■ Exercise aim
Make an exact copy of all the entries, with the pictures left out.

■ Extracted data
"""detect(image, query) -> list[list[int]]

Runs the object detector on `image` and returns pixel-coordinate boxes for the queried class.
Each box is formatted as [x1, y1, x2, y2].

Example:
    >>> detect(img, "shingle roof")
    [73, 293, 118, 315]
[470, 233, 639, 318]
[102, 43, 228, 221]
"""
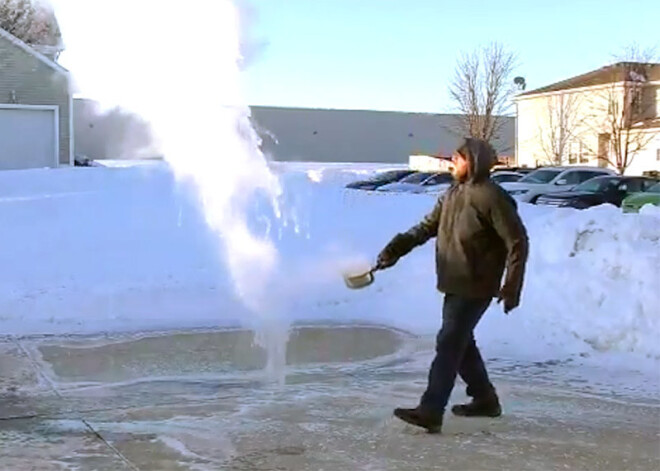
[517, 62, 660, 98]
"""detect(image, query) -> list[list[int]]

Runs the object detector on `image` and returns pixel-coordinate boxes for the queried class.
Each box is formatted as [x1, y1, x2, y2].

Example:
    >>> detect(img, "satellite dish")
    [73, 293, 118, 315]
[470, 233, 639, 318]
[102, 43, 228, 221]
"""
[514, 76, 526, 90]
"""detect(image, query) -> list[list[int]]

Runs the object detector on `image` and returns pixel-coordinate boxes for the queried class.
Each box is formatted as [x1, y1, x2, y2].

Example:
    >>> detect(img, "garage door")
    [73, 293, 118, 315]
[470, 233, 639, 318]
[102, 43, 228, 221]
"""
[0, 105, 58, 170]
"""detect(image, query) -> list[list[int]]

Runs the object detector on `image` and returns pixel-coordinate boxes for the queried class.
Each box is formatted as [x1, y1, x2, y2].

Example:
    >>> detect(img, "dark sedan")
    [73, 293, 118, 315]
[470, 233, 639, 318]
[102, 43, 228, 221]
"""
[345, 169, 416, 190]
[536, 176, 658, 209]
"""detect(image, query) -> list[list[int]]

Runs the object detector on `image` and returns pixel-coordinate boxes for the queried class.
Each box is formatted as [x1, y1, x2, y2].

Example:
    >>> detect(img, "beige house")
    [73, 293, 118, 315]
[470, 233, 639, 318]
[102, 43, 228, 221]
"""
[0, 26, 71, 170]
[409, 154, 454, 172]
[515, 62, 660, 175]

■ Answer box
"""detect(image, query) -> list[list[int]]

Runs the object detector on `image` and returns pixel-coordinate boxes for the queried class.
Each box is formatted as [x1, y1, x2, y2].

Example:
    >>> detect(img, "shingle roof")
    [73, 293, 118, 315]
[470, 233, 639, 318]
[102, 43, 228, 221]
"""
[517, 62, 660, 98]
"""detect(image, query) -> list[list[int]]

Runs the object detector on `image` and returns pixel-coordinate boxes for the queried class.
Each box is formatted as [x1, y1, x2, y2].

Example:
    >>> detect(img, "satellite dish")
    [73, 293, 118, 315]
[470, 233, 639, 318]
[102, 43, 228, 221]
"""
[514, 76, 526, 90]
"""detect(image, query) -> list[list[int]]

Runs the object detector on `image` and returns pixel-coordinate boxes for the queried class.
Each box is formatted as [x1, y1, x2, y2].

Example:
    >>> detect(img, "garage door")
    [73, 293, 118, 315]
[470, 233, 639, 318]
[102, 43, 228, 221]
"""
[0, 105, 58, 170]
"""detect(image, query) -> list[list[int]]

Runs the object detector on `image` and returns pixel-coordinate boxes for the queried class.
Each box is formatted as [x1, y1, x2, y2].

Example:
    >>> detect(img, "dark sedan")
    [73, 293, 118, 315]
[470, 233, 639, 318]
[102, 43, 228, 221]
"""
[345, 169, 416, 190]
[536, 176, 658, 209]
"""detect(image, query) -> list[list[int]]

Runs the object detector on `image` and returns pixel-coordinate boxes for the queried class.
Each box is formatted as [x1, y1, x2, y2].

Example:
    >>> detect(img, "beige house")
    [73, 293, 118, 315]
[470, 233, 639, 318]
[102, 43, 228, 221]
"""
[0, 26, 71, 170]
[409, 154, 454, 172]
[515, 62, 660, 175]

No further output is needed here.